## WHAT NEEDS TO BE DONE
Copy the data below line for line, changing nothing.

## INPUT RECORDS
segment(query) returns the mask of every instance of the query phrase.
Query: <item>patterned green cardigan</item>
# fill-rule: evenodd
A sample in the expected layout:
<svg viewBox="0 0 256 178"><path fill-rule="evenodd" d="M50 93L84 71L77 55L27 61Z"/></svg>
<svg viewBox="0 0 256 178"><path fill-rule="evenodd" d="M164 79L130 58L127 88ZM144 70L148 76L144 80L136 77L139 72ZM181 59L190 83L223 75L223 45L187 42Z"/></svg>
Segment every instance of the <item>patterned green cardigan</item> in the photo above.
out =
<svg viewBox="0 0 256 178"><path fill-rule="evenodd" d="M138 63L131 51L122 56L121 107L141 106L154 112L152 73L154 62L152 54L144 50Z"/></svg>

## FINISHED EXERCISE
segment(query) returns the mask of every instance of the query phrase.
Query: <item>patterned green cardigan</item>
# fill-rule: evenodd
A sample in the expected layout:
<svg viewBox="0 0 256 178"><path fill-rule="evenodd" d="M50 93L84 71L77 55L27 61Z"/></svg>
<svg viewBox="0 0 256 178"><path fill-rule="evenodd" d="M164 79L130 58L127 88ZM144 70L148 76L144 80L136 77L139 72ZM181 59L190 83L223 75L223 45L187 42Z"/></svg>
Segment every instance of the <item>patterned green cardigan</item> in the photo above.
out =
<svg viewBox="0 0 256 178"><path fill-rule="evenodd" d="M138 63L131 51L122 56L121 107L141 106L154 112L152 73L154 62L152 54L144 50Z"/></svg>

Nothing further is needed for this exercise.